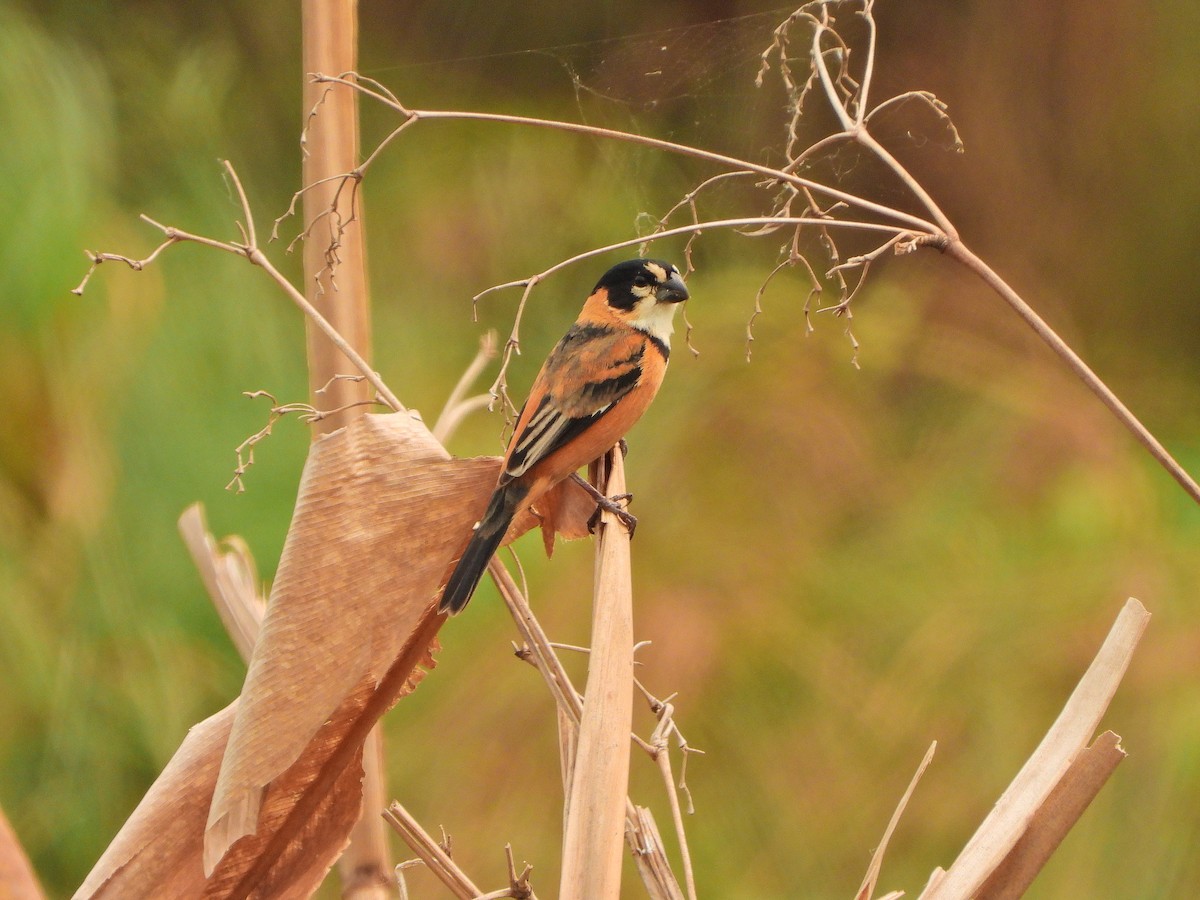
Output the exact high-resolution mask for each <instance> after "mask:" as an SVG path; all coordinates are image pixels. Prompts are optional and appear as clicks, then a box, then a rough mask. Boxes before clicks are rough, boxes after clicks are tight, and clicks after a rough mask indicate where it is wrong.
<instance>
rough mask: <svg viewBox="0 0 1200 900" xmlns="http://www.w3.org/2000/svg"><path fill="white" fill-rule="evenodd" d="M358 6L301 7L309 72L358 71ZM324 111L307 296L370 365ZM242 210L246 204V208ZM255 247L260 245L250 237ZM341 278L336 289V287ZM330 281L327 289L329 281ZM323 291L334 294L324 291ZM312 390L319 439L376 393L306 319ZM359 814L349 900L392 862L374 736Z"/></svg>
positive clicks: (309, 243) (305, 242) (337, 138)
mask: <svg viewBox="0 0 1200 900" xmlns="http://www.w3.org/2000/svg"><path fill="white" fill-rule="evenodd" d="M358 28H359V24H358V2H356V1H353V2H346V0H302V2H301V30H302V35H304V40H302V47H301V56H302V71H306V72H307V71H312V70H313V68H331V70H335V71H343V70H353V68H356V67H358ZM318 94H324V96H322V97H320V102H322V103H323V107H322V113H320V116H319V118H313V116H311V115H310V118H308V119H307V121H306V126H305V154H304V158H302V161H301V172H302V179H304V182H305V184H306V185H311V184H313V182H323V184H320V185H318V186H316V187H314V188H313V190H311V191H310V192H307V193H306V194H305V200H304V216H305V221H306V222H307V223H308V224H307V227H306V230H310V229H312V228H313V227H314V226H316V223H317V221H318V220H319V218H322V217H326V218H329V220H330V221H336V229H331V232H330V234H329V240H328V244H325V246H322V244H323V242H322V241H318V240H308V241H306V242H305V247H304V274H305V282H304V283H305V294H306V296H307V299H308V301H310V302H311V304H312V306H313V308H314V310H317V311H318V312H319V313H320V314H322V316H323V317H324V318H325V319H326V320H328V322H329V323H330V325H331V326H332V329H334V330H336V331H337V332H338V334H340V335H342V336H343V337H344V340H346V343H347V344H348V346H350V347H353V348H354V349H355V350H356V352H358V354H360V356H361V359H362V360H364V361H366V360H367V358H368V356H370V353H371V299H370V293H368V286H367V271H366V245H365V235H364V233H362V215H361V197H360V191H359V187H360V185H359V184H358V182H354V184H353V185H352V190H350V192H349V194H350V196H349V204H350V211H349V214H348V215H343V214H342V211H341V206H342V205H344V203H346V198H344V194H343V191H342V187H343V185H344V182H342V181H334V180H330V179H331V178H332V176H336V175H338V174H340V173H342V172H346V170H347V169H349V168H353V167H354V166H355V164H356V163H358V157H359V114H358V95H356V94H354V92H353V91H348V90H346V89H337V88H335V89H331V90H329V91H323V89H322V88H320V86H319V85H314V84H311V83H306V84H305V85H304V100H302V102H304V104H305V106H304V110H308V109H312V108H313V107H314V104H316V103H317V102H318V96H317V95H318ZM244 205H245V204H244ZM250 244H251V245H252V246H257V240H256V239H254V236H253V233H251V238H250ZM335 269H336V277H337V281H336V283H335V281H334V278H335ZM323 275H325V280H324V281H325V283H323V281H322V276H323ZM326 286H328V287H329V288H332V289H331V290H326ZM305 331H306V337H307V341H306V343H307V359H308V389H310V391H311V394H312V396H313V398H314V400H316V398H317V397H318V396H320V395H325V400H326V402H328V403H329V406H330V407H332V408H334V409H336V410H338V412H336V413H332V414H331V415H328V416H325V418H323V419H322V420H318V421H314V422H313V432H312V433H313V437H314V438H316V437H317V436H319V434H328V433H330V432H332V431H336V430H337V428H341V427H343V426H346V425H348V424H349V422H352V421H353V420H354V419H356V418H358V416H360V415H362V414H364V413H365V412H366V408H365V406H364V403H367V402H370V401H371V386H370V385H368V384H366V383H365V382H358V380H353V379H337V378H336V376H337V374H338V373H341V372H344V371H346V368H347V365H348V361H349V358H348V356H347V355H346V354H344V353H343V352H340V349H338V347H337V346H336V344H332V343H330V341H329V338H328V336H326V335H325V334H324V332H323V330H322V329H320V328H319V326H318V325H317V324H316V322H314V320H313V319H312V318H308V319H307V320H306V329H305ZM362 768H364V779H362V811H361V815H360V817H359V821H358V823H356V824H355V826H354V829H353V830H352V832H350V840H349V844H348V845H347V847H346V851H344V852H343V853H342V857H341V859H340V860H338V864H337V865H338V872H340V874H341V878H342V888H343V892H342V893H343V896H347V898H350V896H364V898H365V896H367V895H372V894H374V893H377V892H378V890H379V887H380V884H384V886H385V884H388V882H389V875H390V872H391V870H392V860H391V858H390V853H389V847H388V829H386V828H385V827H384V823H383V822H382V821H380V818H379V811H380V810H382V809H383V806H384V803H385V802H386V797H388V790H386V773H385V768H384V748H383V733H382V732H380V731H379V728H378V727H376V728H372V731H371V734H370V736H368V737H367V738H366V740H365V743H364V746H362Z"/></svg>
++++++++++++++++++++
Work instructions → With images left out, the data must be transcribed exactly.

Exercise solution →
Output the exact high-resolution mask for each <instance> after "mask:" as an SVG path; all coordinates are image pixels. Prompts are optional and appear as clicks, then a box, then a rough mask. Boxes before clicks are rough, boxes after clicks are tight, and clicks after a rough mask indicate where it is wrong.
<instance>
rough mask: <svg viewBox="0 0 1200 900" xmlns="http://www.w3.org/2000/svg"><path fill="white" fill-rule="evenodd" d="M358 6L301 7L309 72L358 71ZM324 111L307 296L370 365ZM242 210L246 204V208ZM255 247L260 245L250 237ZM341 278L336 289V287ZM330 281L327 289L329 281ZM323 291L334 294L324 291ZM312 390L319 439L376 393L306 319ZM359 814L349 900L392 862L374 736Z"/></svg>
positive clicks: (309, 243) (305, 242) (337, 138)
mask: <svg viewBox="0 0 1200 900" xmlns="http://www.w3.org/2000/svg"><path fill="white" fill-rule="evenodd" d="M358 28H359V24H358V2H356V1H353V2H346V0H302V2H301V30H302V35H304V40H302V47H301V56H302V71H306V72H307V71H312V70H313V68H331V70H335V71H343V70H353V68H356V67H358ZM318 94H324V96H322V97H320V102H322V103H323V107H322V113H320V116H319V118H313V116H311V115H310V118H308V119H307V121H306V126H305V154H304V158H302V161H301V172H302V179H304V182H305V184H306V185H311V184H313V182H323V184H320V185H318V186H316V187H314V188H313V190H311V191H310V192H307V193H306V194H305V200H304V216H305V221H306V222H307V223H308V224H307V227H306V230H310V229H312V228H313V227H314V226H316V223H317V221H318V220H319V218H322V217H326V218H329V220H330V221H336V229H331V232H330V234H329V240H328V244H325V246H322V244H323V242H322V241H318V240H308V241H306V242H305V247H304V274H305V282H304V283H305V294H306V296H307V299H308V301H310V302H311V304H312V306H313V308H314V310H317V311H318V312H319V313H320V314H322V316H323V317H324V318H325V319H326V320H328V322H329V323H330V325H331V326H332V329H334V330H336V331H337V332H338V334H340V335H342V336H343V337H344V340H346V343H347V344H348V346H350V347H353V348H354V349H355V350H356V352H358V354H360V356H361V359H362V360H364V361H366V360H367V358H368V356H370V353H371V299H370V293H368V286H367V271H366V245H365V235H364V233H362V215H361V197H360V191H359V187H360V185H359V184H358V182H354V184H353V185H352V190H350V192H349V194H350V196H349V204H350V211H349V214H348V215H343V214H342V211H341V206H342V205H344V203H346V198H344V194H343V191H342V187H343V185H344V182H342V181H334V180H330V179H331V178H332V176H336V175H338V174H340V173H342V172H346V170H347V169H349V168H353V167H354V166H355V164H356V163H358V157H359V114H358V95H356V94H354V92H353V91H348V90H346V89H337V88H335V89H331V90H329V91H323V89H322V88H320V86H319V85H314V84H311V83H306V84H305V85H304V100H302V102H304V104H305V106H304V110H308V109H312V108H313V107H314V104H316V103H317V102H318V96H317V95H318ZM244 205H245V204H244ZM250 244H251V245H252V246H257V240H256V239H254V236H253V233H251V238H250ZM335 269H336V277H337V281H336V283H335V281H334V278H335ZM323 275H325V280H324V281H325V283H323V281H322V276H323ZM326 286H328V287H329V288H332V289H331V290H326ZM305 331H306V337H307V341H306V343H307V359H308V389H310V391H311V394H312V396H313V398H314V400H316V398H317V397H318V396H320V395H325V400H326V402H328V403H329V406H330V407H332V408H334V409H336V410H338V412H336V413H332V414H331V415H328V416H325V418H323V419H322V420H318V421H314V422H313V432H312V433H313V437H314V438H316V437H317V436H319V434H328V433H330V432H332V431H336V430H337V428H341V427H343V426H346V425H348V424H349V422H352V421H353V420H354V419H356V418H358V416H360V415H362V414H364V413H365V412H366V408H365V406H364V403H367V402H370V401H371V386H370V385H368V384H366V383H365V382H358V380H353V379H337V378H336V376H337V374H338V373H341V372H344V371H346V368H347V365H348V361H349V358H348V356H347V355H346V354H344V353H343V352H340V349H338V347H337V346H336V344H332V343H330V341H329V338H328V336H326V335H325V334H324V332H323V330H322V329H320V328H319V326H318V325H317V324H316V322H314V320H313V319H312V318H308V319H307V320H306V329H305ZM362 768H364V779H362V811H361V815H360V817H359V821H358V823H356V824H355V826H354V829H353V830H352V832H350V840H349V844H348V845H347V847H346V851H344V852H343V853H342V857H341V859H340V860H338V864H337V865H338V872H340V874H341V878H342V888H343V892H342V893H343V896H347V898H350V896H364V898H365V896H367V895H372V894H374V893H377V892H378V890H379V887H380V884H384V886H385V884H388V882H389V875H390V872H391V870H392V860H391V858H390V853H389V847H388V829H386V828H385V827H384V823H383V822H382V821H380V818H379V811H380V810H382V809H383V806H384V803H385V802H386V797H388V790H386V773H385V768H384V748H383V733H382V732H380V731H379V728H378V727H376V728H372V731H371V734H370V736H368V737H367V738H366V740H365V743H364V746H362Z"/></svg>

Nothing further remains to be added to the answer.